TASK DIRECTIONS —
An image-free, verbatim transcription of the records is the expected result.

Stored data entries

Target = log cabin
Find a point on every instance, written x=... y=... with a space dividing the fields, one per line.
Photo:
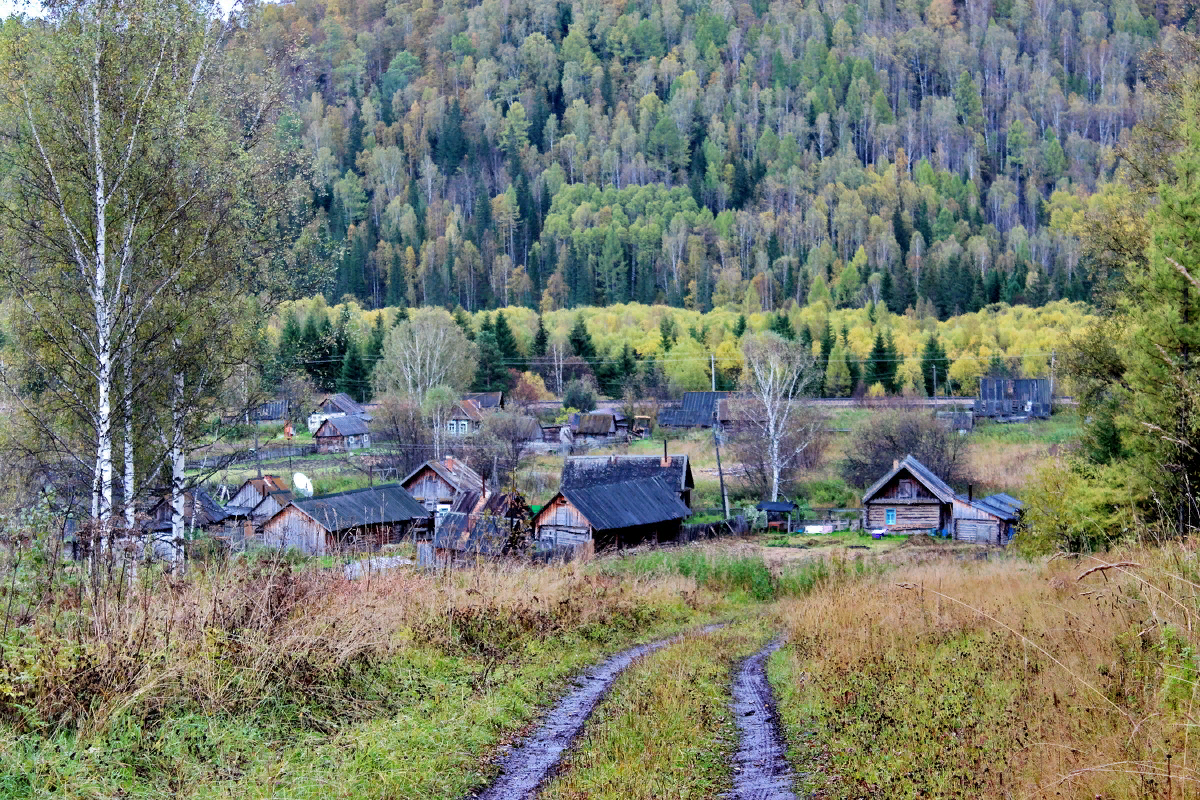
x=358 y=519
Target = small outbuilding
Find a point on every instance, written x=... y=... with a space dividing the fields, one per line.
x=612 y=515
x=359 y=519
x=342 y=434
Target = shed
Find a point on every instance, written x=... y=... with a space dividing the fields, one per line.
x=361 y=518
x=987 y=521
x=252 y=492
x=436 y=483
x=342 y=434
x=486 y=401
x=910 y=498
x=598 y=426
x=625 y=512
x=585 y=471
x=1014 y=397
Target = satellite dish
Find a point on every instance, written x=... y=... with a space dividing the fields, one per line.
x=301 y=483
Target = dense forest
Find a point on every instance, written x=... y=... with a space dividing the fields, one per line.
x=522 y=152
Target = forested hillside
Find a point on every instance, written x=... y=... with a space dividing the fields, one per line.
x=925 y=155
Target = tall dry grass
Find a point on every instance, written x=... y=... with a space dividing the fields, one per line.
x=1001 y=680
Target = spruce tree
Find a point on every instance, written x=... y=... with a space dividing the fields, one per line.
x=540 y=340
x=508 y=343
x=354 y=378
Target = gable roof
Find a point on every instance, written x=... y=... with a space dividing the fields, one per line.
x=342 y=402
x=695 y=410
x=627 y=504
x=471 y=533
x=600 y=470
x=453 y=471
x=371 y=506
x=486 y=400
x=936 y=486
x=342 y=426
x=597 y=425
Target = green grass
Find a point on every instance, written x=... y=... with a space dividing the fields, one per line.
x=666 y=729
x=1063 y=427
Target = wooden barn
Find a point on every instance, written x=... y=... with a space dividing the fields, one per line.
x=436 y=483
x=612 y=515
x=910 y=498
x=987 y=521
x=342 y=434
x=252 y=492
x=586 y=471
x=359 y=519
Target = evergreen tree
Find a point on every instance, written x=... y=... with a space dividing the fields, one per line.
x=354 y=378
x=540 y=341
x=935 y=366
x=508 y=343
x=739 y=328
x=491 y=374
x=581 y=341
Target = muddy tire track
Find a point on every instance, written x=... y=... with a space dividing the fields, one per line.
x=761 y=768
x=531 y=763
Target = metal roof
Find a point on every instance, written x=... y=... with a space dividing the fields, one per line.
x=936 y=486
x=597 y=425
x=342 y=426
x=627 y=504
x=599 y=470
x=343 y=403
x=372 y=506
x=472 y=534
x=486 y=400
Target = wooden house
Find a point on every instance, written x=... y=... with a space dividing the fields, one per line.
x=342 y=434
x=359 y=519
x=586 y=471
x=910 y=498
x=987 y=521
x=252 y=492
x=466 y=417
x=612 y=515
x=436 y=483
x=336 y=405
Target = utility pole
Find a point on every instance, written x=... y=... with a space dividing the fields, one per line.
x=720 y=474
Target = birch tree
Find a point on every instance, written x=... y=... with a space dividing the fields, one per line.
x=778 y=374
x=132 y=162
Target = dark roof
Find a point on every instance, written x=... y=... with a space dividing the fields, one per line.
x=627 y=504
x=486 y=400
x=599 y=470
x=453 y=471
x=343 y=403
x=473 y=534
x=345 y=510
x=695 y=410
x=597 y=425
x=271 y=410
x=936 y=486
x=342 y=426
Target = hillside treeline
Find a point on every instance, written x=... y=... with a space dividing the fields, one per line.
x=697 y=154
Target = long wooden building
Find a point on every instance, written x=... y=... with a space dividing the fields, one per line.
x=359 y=519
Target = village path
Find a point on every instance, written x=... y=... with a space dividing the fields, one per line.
x=531 y=762
x=761 y=768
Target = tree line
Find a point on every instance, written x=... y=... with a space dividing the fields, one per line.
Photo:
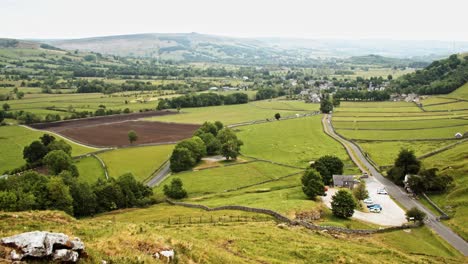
x=440 y=77
x=62 y=188
x=202 y=100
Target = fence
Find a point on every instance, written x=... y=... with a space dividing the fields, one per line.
x=216 y=219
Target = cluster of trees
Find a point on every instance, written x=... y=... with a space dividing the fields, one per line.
x=209 y=139
x=202 y=100
x=63 y=191
x=360 y=95
x=321 y=174
x=268 y=93
x=419 y=179
x=440 y=77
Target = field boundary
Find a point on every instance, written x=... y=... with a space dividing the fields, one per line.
x=285 y=219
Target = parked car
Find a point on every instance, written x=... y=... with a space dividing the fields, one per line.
x=378 y=206
x=382 y=191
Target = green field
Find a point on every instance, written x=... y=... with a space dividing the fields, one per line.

OUTPUT FOR THIS EXERCISE —
Target = log cabin
Find a point on every instance, written x=... y=... with a space dividing the fields, one per line.
Photo:
x=358 y=519
Target = small outbuilding
Find a point on every instance, written x=... y=... with a space dividing the fields, one per line.
x=612 y=515
x=359 y=519
x=342 y=434
Target = shed
Find a point on every instance, written x=... y=... with a space dividing the fields, one per line.
x=361 y=518
x=987 y=521
x=252 y=492
x=436 y=483
x=342 y=434
x=486 y=401
x=910 y=498
x=598 y=426
x=625 y=512
x=585 y=471
x=1014 y=397
Target = satellite dish
Find a point on every instance, written x=... y=... with a space dividing the fields, one per line.
x=301 y=483
Target = dense forest
Find a point on every instance, written x=... y=... with a space dividing the fields, one per line.
x=522 y=152
Target = forested hillside
Find a point on every instance, written x=... y=... with a space dividing the fields, one per line.
x=925 y=155
Target = tall dry grass
Find a point on every instance, written x=... y=... with a space dividing the fields, one per line.
x=1001 y=680
Target = spruce tree
Find a point on every instance, written x=... y=... with a space dividing the fields, one per line.
x=540 y=340
x=508 y=343
x=354 y=378
Target = gable roof
Find a point on every instance, written x=... y=... with a space dividing the fields, one per line.
x=342 y=402
x=695 y=410
x=627 y=504
x=471 y=533
x=600 y=470
x=453 y=471
x=371 y=506
x=486 y=400
x=936 y=486
x=342 y=426
x=597 y=425
Target = green grass
Find a point on every instance, written x=... y=... with a space dividing the fields, one per line.
x=666 y=729
x=1063 y=427
Target = wooden barn
Find a point on every instance, written x=... y=... with a space dividing the fields, one per line.
x=436 y=483
x=612 y=515
x=910 y=498
x=987 y=521
x=342 y=434
x=252 y=492
x=586 y=471
x=359 y=519
Target = evergreen tree
Find a point on every instance, written x=... y=... with a space dividing the fields, one per line.
x=354 y=378
x=540 y=341
x=935 y=366
x=508 y=343
x=739 y=328
x=491 y=374
x=581 y=341
Target = muddy tire track
Find a point on every instance, written x=... y=... with a space dividing the fields, one per line.
x=761 y=768
x=531 y=763
Target = metal roof
Find a point on every instance, written x=... y=... with a space dividing the fields, one per line.
x=936 y=486
x=597 y=425
x=342 y=426
x=627 y=504
x=599 y=470
x=343 y=403
x=372 y=506
x=472 y=534
x=486 y=400
Target = wooden house
Find a point on every instance, written x=... y=... with a space dividing the fields, one per line.
x=342 y=434
x=359 y=519
x=586 y=471
x=910 y=498
x=987 y=521
x=252 y=492
x=466 y=417
x=612 y=515
x=436 y=483
x=336 y=405
Target = utility pole
Find a point on every instance, written x=... y=... with a space dividing the fields, one per line.
x=720 y=474
Target = birch tree
Find a point on every instance, written x=... y=... with a space dividing the fields, one per line.
x=778 y=374
x=132 y=162
Target = dark roof
Find a point on every instance, written x=... y=... with a space dividing the fields, one per line.
x=627 y=504
x=486 y=400
x=599 y=470
x=453 y=471
x=343 y=403
x=473 y=534
x=345 y=510
x=695 y=410
x=597 y=425
x=271 y=410
x=936 y=486
x=342 y=426
Target = hillside treeline
Find a point on every instance, written x=... y=... with a space dividing the fields, one per line.
x=697 y=154
Target = long wooden building
Find a point on every instance, written x=... y=... with a space dividing the fields, one per line.
x=359 y=519
Target = village path
Find a point on every instance, written x=... y=... with a space dividing the fields, one per line.
x=531 y=762
x=761 y=768
Target = tree line
Find a point on every instance, written x=... y=... with a space dividing the fields, one per line.
Photo:
x=440 y=77
x=62 y=188
x=202 y=100
Target = fence
Find a point on every instance, written x=... y=... with a space dividing the fields, one per line.
x=216 y=219
Target = cluster of trees
Find a point on every instance, written x=... y=... with a space dividing the fields, one per line.
x=209 y=139
x=202 y=100
x=63 y=191
x=360 y=95
x=321 y=174
x=268 y=93
x=419 y=179
x=440 y=77
Target = field boundary
Find a point on every instance, written x=... y=... with a space dividing the fields, one per line.
x=285 y=219
Target = parked car
Find a point on every instance, written x=... y=... with a space dividing the fields, one per line.
x=378 y=206
x=382 y=191
Target = green field
Find a point on every instance, written x=... y=... with a space dividing the fields, one per line.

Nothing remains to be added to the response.